• **SHORT TASK**: Format the records as a Markdown table with the columns "Line No." and "Text," one row for each line and no blank lines. Don't include the pictures in your answer.

MATERIAL FOR THIS EXERCISE start

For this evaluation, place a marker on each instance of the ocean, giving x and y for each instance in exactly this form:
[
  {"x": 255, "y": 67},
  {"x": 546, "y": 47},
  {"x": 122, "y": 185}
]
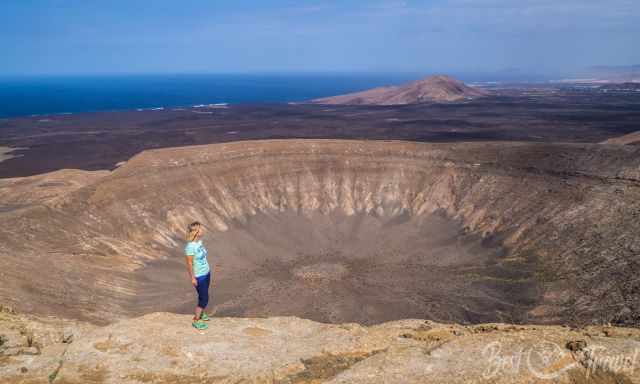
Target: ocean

MATERIAL FOR THIS EXERCISE end

• **OUTPUT OF THE EXERCISE**:
| Line No. | Text |
|---|---|
| 1 | For this evaluation, place a marker on each instance of the ocean, giving x and y for each instance in exactly this form: |
| 2 | [ |
| 3 |   {"x": 255, "y": 67}, |
| 4 |   {"x": 546, "y": 47}, |
| 5 |   {"x": 122, "y": 185} |
| 6 | ] |
| 7 | Target: ocean |